WHAT THE EXERCISE ASKS:
Write out the listing below word for word, beginning at its first line and stopping after the line that contains "xmin=265 ymin=81 xmax=390 ymax=204".

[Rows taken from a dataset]
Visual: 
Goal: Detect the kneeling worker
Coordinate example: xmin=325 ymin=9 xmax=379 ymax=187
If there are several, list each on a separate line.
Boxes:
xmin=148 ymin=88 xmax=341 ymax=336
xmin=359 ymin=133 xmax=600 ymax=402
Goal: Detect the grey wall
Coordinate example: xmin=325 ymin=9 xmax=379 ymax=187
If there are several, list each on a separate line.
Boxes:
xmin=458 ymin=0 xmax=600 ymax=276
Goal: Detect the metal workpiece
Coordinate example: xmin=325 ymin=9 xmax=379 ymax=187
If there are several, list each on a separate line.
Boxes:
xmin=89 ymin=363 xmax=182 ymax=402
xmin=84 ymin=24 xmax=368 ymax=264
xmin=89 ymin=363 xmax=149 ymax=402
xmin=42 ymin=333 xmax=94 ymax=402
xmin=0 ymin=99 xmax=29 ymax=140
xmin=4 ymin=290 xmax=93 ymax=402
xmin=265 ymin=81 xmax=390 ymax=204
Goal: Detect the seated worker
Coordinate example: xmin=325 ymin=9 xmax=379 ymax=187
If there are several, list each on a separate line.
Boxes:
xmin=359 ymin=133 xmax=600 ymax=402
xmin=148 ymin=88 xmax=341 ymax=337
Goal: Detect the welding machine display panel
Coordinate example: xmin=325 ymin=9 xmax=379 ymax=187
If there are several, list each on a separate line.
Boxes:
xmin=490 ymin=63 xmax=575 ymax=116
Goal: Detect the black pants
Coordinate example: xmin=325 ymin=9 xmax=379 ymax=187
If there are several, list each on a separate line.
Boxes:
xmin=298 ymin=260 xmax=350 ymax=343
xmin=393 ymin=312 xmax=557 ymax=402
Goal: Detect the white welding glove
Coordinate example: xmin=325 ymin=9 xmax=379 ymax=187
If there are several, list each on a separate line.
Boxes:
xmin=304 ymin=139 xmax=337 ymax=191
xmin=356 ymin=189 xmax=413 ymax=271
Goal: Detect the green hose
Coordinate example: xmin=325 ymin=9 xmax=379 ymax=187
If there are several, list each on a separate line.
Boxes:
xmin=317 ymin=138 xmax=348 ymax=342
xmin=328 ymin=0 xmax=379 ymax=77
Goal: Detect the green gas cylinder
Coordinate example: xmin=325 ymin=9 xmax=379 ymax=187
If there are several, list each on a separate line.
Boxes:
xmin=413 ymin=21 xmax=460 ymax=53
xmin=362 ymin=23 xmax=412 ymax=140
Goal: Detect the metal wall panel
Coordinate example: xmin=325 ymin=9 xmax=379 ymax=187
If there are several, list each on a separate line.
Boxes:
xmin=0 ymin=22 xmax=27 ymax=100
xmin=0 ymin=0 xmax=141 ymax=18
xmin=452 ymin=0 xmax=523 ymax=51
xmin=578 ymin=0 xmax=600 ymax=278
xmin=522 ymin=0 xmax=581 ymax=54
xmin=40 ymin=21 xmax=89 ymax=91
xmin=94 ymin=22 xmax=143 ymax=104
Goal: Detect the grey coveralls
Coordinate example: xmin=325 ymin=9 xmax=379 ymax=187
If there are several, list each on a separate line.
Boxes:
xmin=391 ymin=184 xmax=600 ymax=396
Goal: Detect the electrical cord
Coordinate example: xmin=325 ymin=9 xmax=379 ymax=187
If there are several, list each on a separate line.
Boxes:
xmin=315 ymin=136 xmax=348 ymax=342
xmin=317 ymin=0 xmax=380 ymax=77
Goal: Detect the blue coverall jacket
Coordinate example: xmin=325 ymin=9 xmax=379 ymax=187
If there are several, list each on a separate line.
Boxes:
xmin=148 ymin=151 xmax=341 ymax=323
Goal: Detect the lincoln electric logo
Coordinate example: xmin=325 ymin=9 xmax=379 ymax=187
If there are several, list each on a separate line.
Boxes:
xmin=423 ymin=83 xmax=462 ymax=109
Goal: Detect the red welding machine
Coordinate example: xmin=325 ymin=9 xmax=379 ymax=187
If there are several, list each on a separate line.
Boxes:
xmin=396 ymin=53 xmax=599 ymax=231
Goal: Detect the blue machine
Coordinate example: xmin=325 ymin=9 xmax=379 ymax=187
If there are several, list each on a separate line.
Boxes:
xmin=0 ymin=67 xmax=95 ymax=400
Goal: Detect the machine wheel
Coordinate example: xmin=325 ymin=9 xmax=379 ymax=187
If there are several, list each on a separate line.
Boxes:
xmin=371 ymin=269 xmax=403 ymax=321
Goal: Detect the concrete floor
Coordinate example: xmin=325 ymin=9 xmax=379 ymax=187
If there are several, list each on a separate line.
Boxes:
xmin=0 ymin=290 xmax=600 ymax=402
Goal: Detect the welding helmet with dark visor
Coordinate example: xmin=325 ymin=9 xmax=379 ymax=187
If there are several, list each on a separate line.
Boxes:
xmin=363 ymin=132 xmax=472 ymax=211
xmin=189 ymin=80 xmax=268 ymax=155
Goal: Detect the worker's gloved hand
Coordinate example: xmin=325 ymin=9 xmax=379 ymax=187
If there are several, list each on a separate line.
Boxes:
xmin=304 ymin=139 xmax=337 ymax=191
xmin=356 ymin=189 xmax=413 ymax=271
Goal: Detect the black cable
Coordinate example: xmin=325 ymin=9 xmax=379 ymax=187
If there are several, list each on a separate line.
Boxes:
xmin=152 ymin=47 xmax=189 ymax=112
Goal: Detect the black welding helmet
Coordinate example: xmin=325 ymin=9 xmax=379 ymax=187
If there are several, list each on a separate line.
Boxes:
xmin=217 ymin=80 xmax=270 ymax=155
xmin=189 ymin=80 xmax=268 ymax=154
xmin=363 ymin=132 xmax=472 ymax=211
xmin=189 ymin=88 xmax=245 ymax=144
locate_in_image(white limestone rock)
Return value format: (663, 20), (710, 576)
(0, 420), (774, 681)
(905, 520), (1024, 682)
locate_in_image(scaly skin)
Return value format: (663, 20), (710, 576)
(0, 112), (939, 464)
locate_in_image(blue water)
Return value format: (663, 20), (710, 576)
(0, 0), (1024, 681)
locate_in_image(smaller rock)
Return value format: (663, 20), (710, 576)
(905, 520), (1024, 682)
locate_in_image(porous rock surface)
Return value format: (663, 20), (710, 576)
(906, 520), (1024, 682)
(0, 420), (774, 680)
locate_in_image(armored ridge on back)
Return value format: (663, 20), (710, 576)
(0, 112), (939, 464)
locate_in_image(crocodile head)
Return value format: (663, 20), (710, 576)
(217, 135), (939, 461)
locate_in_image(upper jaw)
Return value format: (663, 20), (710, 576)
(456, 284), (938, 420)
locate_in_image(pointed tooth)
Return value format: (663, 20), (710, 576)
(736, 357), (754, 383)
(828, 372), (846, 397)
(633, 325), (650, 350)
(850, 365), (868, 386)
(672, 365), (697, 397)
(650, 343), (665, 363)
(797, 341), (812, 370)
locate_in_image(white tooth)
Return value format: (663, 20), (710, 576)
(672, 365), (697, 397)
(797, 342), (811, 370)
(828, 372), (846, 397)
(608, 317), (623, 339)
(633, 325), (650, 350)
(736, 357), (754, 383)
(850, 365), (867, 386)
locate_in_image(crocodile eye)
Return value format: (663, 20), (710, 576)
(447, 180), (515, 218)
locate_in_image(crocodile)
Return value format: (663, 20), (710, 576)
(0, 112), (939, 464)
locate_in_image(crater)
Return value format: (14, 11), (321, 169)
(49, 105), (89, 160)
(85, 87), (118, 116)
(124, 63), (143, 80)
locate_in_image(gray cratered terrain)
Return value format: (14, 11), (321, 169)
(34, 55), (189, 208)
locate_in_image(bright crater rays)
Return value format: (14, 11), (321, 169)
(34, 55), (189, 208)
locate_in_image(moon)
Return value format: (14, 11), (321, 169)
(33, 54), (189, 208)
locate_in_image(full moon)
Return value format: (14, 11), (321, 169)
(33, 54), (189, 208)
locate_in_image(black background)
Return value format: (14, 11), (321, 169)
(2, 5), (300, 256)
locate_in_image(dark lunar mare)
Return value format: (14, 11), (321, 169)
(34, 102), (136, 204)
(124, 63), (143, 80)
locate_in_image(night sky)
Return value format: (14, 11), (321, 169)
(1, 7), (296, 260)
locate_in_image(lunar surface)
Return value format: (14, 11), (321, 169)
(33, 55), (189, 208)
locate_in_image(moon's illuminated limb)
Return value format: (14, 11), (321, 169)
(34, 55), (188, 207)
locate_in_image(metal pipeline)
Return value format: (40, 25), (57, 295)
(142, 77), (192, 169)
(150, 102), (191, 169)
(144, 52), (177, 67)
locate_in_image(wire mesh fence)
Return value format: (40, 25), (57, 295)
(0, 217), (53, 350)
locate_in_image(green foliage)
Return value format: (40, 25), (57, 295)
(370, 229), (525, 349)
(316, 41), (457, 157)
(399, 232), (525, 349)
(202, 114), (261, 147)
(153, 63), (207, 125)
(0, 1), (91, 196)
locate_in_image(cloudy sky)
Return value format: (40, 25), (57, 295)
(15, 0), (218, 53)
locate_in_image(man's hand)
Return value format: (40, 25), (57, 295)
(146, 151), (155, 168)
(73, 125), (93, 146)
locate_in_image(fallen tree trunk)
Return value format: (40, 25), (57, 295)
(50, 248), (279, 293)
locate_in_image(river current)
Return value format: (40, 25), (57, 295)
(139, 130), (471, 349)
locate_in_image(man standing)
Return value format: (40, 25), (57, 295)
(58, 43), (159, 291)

SOLUTION BELOW:
Visual: 
Goal: Detect the kneeling worker
Coordinate example: xmin=325 ymin=9 xmax=379 ymax=187
If there are several, list each on a separate line.
Boxes:
xmin=148 ymin=88 xmax=341 ymax=336
xmin=359 ymin=133 xmax=600 ymax=402
Goal: Detect the grey wall
Coordinate example: xmin=325 ymin=9 xmax=379 ymax=187
If there are several, list each on a separate line.
Boxes:
xmin=458 ymin=0 xmax=600 ymax=276
Goal: Detect the metal workpiece
Coordinate example: xmin=325 ymin=9 xmax=379 ymax=187
If there are several, list each on a separate line.
Boxes:
xmin=89 ymin=363 xmax=182 ymax=402
xmin=84 ymin=24 xmax=368 ymax=264
xmin=89 ymin=363 xmax=149 ymax=402
xmin=42 ymin=333 xmax=94 ymax=402
xmin=0 ymin=99 xmax=29 ymax=140
xmin=4 ymin=290 xmax=93 ymax=402
xmin=265 ymin=81 xmax=390 ymax=204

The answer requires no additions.